- [Extrait du texte]:
Sammlung der Entscheidungen des Schweizerischen Bundesgerichts
Collection des arrêts du Tribunal fédéral suisse
Raccolta delle decisioni del Tribunale federale svizzero

BGE 108 V 189



108 V 189

41. Arrêt du 26 octobre 1982 dans la cause K., P., L. contre Caisse
cantonale genevoise de compensation et Commission cantonale genevoise de
recours en matière d'AVS Regeste

    Art. 52 AHVG. Schadenersatzpflicht des Arbeitgebers. In casu bejaht,
weil keine Rechtfertigungs- bzw. Exkulpationsgründe nachgewiesen (Erw.
2, 4).

    Art. 81 AHVV.

    - Art. 81 Abs. 3 AHVV ist gesetzmässig. Der Sozialversicherungsrichter
kann einen kraft des Art. 81 Abs. 2 erhobenen Einspruch nicht aufheben,
wenn die Ausgleichskasse den in Art. 81 Abs. 3 vorgesehenen Klageweg
nicht beschritten hat. Dieser Weg ist nur der Kasse vorbehalten; keine
andere Behörde kann sie ersetzen und an ihrer Stelle handeln (Erw. 3).

    - Haften mehrere Schuldner solidarisch untereinander, so hat die
Kasse die Wahl, entweder alle Schuldner zu belangen oder einen einzigen
von ihnen; um die internen Beziehungen der Haftpflichtigen hat sie sich
nicht zu kümmern (Erw. 3).

    - Nach Ablauf der Frist des Art. 81 Abs. 3 kann die Kasse ihre
Forderungen nicht mehr erhöhen (Erw. 6).

Sachverhalt

    A.- Le 20 juin 1979, la Caisse cantonale genevoise de compensation
notifia à K., administrateur de la société X SA, qu'elle subissait une
perte de 99'580 fr. 95 sur la créance de cotisations paritaires produite
dans la faillite de ladite société, qu'elle l'en rendait responsable
conjointement et solidairement avec P., L. et J., et qu'elle le sommait
de verser ce montant dans les 30 jours.

    Le 26 juin 1979, elle adressa la même sommation à un autre
administrateur de la faillite, P., mais pour un montant de 86'518 fr. 80
et sans impliquer J. dans sa réclamation.

- [Lignes fournies]:
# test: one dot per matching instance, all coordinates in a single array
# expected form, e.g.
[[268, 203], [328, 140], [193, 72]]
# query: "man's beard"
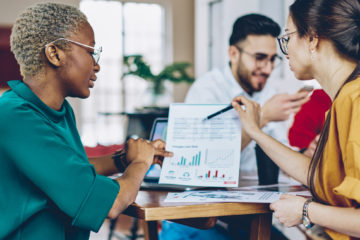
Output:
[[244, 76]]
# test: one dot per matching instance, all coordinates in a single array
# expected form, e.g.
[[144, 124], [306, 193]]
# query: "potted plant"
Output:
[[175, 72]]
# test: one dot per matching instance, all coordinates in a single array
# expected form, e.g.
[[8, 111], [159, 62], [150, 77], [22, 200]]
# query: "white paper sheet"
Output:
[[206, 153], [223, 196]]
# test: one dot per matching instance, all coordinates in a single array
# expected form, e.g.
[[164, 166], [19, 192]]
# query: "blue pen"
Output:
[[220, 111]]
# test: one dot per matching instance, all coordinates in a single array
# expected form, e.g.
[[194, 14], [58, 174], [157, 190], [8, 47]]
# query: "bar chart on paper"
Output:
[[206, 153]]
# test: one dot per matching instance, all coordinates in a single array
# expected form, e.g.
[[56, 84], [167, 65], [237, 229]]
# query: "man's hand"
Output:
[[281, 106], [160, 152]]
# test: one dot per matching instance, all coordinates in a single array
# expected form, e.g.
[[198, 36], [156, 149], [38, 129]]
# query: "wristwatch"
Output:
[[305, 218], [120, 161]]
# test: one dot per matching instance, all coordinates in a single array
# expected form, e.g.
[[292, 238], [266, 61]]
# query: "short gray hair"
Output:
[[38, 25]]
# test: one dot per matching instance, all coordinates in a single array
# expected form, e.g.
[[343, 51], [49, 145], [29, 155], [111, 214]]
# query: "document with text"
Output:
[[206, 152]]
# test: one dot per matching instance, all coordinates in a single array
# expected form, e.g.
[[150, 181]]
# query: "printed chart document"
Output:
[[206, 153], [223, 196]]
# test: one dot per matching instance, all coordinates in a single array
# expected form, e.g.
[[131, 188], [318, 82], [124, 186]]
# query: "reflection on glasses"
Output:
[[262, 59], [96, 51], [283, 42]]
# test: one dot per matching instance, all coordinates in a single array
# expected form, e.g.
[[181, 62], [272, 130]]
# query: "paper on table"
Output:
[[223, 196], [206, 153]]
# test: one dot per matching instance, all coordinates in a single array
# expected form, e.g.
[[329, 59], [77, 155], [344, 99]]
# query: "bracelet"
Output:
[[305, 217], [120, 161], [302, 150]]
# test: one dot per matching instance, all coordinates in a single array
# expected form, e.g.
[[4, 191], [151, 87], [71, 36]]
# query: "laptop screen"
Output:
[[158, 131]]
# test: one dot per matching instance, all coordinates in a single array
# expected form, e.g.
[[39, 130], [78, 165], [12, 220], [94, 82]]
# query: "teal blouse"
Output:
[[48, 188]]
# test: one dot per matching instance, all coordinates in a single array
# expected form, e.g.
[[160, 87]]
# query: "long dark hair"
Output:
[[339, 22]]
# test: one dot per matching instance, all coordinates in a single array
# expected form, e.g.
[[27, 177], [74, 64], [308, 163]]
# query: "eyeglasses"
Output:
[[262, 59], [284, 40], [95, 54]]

---

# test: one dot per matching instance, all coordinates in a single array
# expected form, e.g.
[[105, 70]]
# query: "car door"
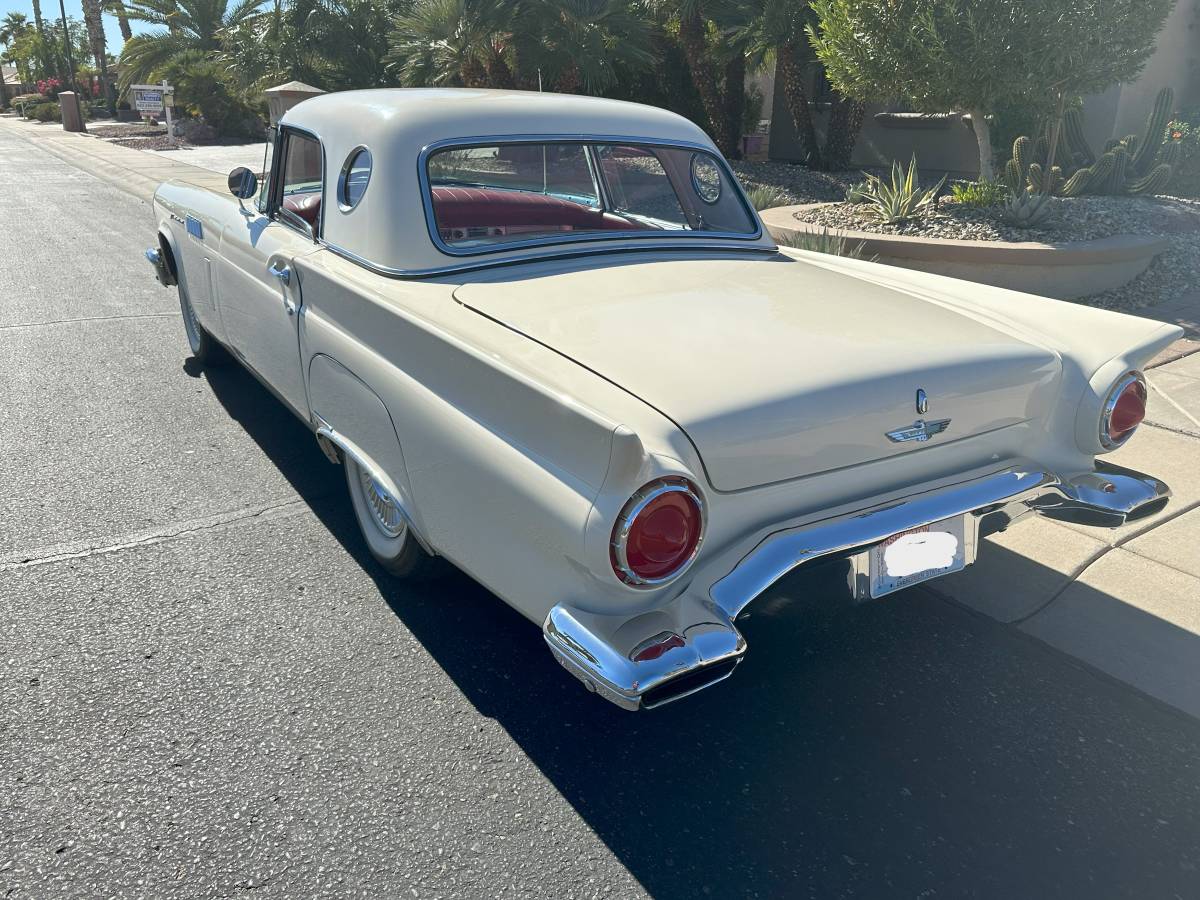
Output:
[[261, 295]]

- [Consignes de l'exercice]:
A: Relevez toutes les personnes désignées par une simple initiale dans l'arrêt.
B: Répondez d'après l'arrêt, une réponse par ligne :
(i) De quelle date est l'arrêt ?
(ii) Quelle perte la caisse notifie-t-elle à K. le 20 juin 1979 ?
(iii) Quel montant la caisse réclame-t-elle à P. ?
C: Poursuivez l'exposé des faits de l'arrêt du Tribunal fédéral après sa dernière phrase.

- [Résultats attendus]:
A: K., P., L., J.

B:
(i) Du 26 octobre 1982.
(ii) Une perte de 99'580 fr. 95.
(iii) 86'518 fr. 80.

C:
    Le 20 juin 1979, la caisse a adressé une sommation analogue à L.,
ancien administrateur de la faillite, pour un montant de 99'580 fr. 95.

    Dans les 30 jours, chacun des trois intéressés forma, auprès de la
caisse de compensation, une opposition motivée contre la décision qui
le concernait.

    B.- Dans les 30 jours qui suivirent, la caisse de compensation
demanda à la Commission cantonale genevoise de recours en matière d'AVS
de prononcer le rejet des oppositions de K. et de P.

    Le 27 novembre 1979, la commission de recours confirma "les décisions
notifiées par la caisse de compensation les 20 et 26 juin 1979 à K.,
P. et L., pris conjointement et solidairement, pour un montant de 99'580
fr. 95". Ce jugement se fonde sur un état de fait qu'on peut résumer ainsi:

    La société X SA, vouée au traitement de l'information et à toutes
études économiques et techniques dans le domaine de la production, de la
distribution, de la recherche ou de la prestation de services, fut inscrite
au registre du commerce le 4 février 1975 et dissoute le 8 mai 1978 par
la faillite. Furent, entre autres, inscrits comme administrateurs dès la
constitution de la société: K., président; P., secrétaire dès le 17 février
1976 et radié le 30 mars 1978; L., radié le 17 mars 1978. J. fut inscrit
comme fondé de pouvoirs du 10 novembre 1977 au 30 mars 1978. La société,
qui souffrait d'un manque chronique de trésorerie, ne versa pas à la Caisse
cantonale genevoise de compensation toutes les cotisations paritaires
AVS/AI/APG qu'elle lui devait. La caisse de compensation produisit de ce
fait dans la faillite une créance de 99'580 fr. 95, pour laquelle il fut
d'emblée évident qu'elle ne recevrait aucun dividende. Il s'ensuivit les
trois décisions mentionnées sous lettre A ci-dessus. La caisse n'attaqua
pas J., qui manifestement n'avait pas commis de faute. Elle renonça à
requérir la levée de l'opposition formée par L. En cours de procédure,
elle précisa qu'elle avait par erreur réclamé à P. une somme inférieure
à celle qu'elle entendait mettre à la charge de K.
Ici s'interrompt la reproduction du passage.